→ 本文:
----------------

前回は「堂々と偽造書類を裁判所へ提出する東証上場ゼネコン・総合建設業者〜とても大事な工程表・年間工程表と月間工程表と週間工程表・重要な証拠を提出する者は「第三者」なのか?〜」の話でした。
法律違反是認の裁判所:建設業法違反は「損害賠償事件とは無関係」

建築のコンサルティング業務を開始して、10年ほどになります。
建築設計業務が主体ですが、中学から大学まで同期の友人の弁護士から連絡があり、

建築裁判の代理人を
やっているんだが・・・



設計図書とか、
見積書とか、見ても全然分からない・・・



ちょっと
協力してくれないか・・・
建築裁判への協力の依頼を受けました。



OK!
協力するよ!
二つ返事で協力を約束し、その裁判では、様々な設計図書などを読み込んで、意見書を作成しました。
建築裁判・不動産裁判では、ほとんどの場合が「損害賠償裁判」です。
原告と被告は、大抵の場合が「建主vs工事を請け負った建設会社」となります。

----------------

→ 渡すデータ:
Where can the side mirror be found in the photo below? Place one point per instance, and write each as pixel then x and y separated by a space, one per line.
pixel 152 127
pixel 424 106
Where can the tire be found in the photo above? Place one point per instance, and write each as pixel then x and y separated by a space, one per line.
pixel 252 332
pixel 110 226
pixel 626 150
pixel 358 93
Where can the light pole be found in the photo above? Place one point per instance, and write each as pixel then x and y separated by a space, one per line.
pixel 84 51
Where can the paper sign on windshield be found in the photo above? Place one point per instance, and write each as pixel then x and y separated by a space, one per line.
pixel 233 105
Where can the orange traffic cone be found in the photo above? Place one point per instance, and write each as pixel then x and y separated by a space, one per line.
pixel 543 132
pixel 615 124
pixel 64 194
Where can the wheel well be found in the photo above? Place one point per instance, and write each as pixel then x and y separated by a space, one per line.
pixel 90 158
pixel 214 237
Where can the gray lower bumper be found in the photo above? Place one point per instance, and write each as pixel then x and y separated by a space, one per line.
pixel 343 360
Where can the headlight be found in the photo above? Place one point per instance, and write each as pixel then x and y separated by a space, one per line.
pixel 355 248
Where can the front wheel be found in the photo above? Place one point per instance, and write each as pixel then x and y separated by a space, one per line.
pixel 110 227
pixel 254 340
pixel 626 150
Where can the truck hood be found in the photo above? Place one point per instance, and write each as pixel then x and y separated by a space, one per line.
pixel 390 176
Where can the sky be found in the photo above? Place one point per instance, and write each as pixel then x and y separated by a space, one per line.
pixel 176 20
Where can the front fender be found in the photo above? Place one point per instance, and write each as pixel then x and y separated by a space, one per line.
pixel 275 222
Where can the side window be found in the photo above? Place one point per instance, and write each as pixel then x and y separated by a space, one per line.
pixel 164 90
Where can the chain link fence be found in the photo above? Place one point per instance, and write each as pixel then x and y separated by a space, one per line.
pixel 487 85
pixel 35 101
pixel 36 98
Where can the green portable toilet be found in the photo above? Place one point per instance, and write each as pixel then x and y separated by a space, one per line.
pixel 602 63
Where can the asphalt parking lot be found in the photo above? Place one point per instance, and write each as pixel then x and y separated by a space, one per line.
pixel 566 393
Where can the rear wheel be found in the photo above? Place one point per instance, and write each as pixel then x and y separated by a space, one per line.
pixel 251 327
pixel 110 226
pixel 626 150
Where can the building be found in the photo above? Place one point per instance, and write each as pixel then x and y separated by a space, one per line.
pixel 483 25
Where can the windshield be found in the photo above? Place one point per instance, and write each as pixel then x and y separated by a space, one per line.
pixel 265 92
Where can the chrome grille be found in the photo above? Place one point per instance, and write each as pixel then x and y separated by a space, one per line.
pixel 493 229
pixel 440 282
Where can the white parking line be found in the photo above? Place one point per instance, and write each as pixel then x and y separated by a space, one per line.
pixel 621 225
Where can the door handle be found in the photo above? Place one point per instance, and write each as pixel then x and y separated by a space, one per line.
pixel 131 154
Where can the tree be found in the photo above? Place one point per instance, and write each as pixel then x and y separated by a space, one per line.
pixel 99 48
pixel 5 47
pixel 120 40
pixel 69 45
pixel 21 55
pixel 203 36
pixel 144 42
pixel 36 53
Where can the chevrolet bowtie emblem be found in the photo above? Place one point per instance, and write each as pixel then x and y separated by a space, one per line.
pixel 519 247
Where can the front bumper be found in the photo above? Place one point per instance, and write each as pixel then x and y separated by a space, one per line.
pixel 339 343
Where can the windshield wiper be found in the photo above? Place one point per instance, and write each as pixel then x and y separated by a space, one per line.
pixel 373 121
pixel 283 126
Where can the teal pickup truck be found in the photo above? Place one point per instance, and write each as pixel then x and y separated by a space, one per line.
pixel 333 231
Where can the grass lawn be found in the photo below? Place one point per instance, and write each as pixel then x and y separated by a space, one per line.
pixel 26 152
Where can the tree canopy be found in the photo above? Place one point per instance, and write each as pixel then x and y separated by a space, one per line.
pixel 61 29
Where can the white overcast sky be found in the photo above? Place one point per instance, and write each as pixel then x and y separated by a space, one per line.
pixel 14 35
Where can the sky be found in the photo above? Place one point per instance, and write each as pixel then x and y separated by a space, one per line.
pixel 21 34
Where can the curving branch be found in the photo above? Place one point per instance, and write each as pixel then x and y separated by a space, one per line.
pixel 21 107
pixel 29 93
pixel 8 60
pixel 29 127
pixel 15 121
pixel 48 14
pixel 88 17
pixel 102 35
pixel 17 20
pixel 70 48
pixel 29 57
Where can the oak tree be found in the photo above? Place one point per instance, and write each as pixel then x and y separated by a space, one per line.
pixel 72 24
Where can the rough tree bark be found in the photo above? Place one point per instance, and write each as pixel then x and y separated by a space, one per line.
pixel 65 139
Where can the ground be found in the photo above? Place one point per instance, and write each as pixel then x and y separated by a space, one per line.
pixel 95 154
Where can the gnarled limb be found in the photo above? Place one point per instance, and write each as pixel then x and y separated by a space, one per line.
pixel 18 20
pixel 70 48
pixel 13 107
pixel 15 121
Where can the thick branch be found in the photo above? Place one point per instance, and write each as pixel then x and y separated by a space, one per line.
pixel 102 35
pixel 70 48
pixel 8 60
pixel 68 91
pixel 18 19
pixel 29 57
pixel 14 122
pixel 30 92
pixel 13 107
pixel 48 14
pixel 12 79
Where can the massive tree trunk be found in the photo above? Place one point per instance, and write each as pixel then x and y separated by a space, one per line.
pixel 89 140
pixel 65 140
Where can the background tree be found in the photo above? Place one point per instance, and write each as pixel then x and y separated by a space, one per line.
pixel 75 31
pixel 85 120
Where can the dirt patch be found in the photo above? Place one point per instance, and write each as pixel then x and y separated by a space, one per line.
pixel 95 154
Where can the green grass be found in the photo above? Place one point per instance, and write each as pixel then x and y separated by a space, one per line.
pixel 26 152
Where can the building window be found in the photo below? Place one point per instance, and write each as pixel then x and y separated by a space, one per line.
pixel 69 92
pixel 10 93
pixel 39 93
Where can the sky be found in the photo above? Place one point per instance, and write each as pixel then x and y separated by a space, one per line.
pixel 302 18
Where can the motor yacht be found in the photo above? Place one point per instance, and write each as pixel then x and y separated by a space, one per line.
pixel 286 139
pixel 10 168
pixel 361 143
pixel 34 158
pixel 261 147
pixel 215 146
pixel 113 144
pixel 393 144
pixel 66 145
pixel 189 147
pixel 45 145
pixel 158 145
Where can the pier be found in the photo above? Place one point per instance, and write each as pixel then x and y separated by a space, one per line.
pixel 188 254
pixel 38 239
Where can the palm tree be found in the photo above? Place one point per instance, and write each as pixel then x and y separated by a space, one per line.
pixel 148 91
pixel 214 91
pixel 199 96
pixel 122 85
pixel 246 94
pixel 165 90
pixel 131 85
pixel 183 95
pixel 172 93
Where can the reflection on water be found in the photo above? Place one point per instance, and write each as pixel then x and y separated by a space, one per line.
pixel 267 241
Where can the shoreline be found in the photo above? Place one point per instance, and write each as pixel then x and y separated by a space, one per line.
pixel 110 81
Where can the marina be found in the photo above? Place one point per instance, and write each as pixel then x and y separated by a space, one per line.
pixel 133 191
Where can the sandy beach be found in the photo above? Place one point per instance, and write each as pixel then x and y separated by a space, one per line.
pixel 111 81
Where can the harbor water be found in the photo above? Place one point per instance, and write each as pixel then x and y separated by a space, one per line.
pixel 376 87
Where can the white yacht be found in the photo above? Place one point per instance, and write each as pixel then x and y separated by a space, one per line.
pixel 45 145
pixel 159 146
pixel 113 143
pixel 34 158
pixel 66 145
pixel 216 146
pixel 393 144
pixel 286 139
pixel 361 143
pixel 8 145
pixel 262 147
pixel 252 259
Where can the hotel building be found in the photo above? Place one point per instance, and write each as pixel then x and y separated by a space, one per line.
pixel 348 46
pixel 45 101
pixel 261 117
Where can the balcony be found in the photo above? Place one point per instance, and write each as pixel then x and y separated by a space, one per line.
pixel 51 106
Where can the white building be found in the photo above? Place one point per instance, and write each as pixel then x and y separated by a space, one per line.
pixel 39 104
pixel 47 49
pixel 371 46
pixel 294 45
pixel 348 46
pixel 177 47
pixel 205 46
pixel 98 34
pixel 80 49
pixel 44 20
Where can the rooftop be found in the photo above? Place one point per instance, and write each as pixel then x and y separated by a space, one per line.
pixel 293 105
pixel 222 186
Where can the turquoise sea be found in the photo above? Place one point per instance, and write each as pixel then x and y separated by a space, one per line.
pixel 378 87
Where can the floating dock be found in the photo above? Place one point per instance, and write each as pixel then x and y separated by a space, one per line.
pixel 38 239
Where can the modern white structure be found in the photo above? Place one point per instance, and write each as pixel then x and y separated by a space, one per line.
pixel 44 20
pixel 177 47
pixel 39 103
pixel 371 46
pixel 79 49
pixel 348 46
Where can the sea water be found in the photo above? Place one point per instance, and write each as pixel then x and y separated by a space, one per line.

----------------

→ 短い問題 1: 建築裁判の本文を、「前回は「堂々と偽造書類を裁判」という言葉があるところから書き写し、「建築のコンサルティング業務を開始して、10年ほどになります。」まで写したら止めてください。
→ 短い問題 2: 建築裁判についての本文の続きを、最後の文のあとから書いてください。

→ 書いた答え 1:
前回は「堂々と偽造書類を裁判所へ提出する東証上場ゼネコン・総合建設業者〜とても大事な工程表・年間工程表と月間工程表と週間工程表・重要な証拠を提出する者は「第三者」なのか?〜」の話でした。
法律違反是認の裁判所:建設業法違反は「損害賠償事件とは無関係」

建築のコンサルティング業務を開始して、10年ほどになります。

→ 書いた答え 2:
他の裁判と同様に、「双方に言い分がある」のが現実のようですが、設計図書や契約書などを精査すると、



この設計図書には、
〜の問題があるな・・・
設計図書に問題がある場合があったり、



この工事請負契約書は
建設業法違反だな・・・
事件の根幹である工事請負契約書に大きな問題があり、建設業法違反の疑いが濃厚であることもあります。
「係争になる」からには、「建設会社や設計会社が、全体的に正しい業務を行った」ことはなく、



設計図書や工程表、
見積書、工事請負契約書などに問題が必ずあります。
建築関連法規では、建築基準法、建築士法、建設業法などあります。
そして、建設業者にとっては、建設業法は最重要です。
設計においては、建築士が「一級建築士事務所」などの建築士事務所の免許を受けて、業務を行います。
そして、建設業者は建設業法に基づいて、「一般」と「特定」の建設業免許を得て、業務を行います。
この観点から見れば、「建設業法違反をした」ことが明白であれば、建設業者に問題があるはずです。
そして、建設業者側が「著しく不利」になるべきです。
ところが、



工事請負契約書が、
建設業法違反の疑いがある?



そんなこと、
損害賠償事件には一切関係ありません!
裁判所も裁判官も「建設業法違反は、損害賠償事件とは無関係」という立場です。
この「異様なスタンス」は、「法の論理」として理解は出来ますが、やはり不可解です。
罰せられるべき「建設業法違反」のゼネコン


日本は「法治国家」であり、法律を遵守しなければなりません。
例えば、交通事故で他人に怪我を負わせたり、場合によっては亡くなってしまうことがあります。
これは「法律以前の問題」であり、法律がなくても「運転者=加害者が悪い」のは明白です。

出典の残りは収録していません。